**Problem details**
Reproduce the records below from the line containing "If you could mark the exposed" down to the line containing "<point>530,298</point>", changing "rock strata" to "rock layers" and keeping every other part the same.

**Material to process**
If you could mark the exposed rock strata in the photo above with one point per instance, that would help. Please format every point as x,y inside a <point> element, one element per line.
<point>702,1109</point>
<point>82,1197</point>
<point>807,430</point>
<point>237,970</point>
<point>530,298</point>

--

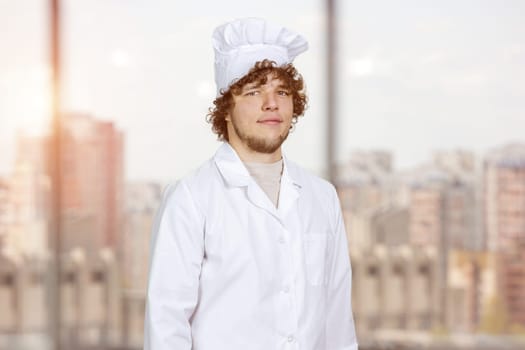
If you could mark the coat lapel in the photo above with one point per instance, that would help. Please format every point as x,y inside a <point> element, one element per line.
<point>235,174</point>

**Response**
If you could mark the exposed rock layers in the photo above with one point per instance, that would help. Please format every point as x,y inside a <point> element, one element per line.
<point>702,1109</point>
<point>82,1197</point>
<point>807,430</point>
<point>237,970</point>
<point>530,298</point>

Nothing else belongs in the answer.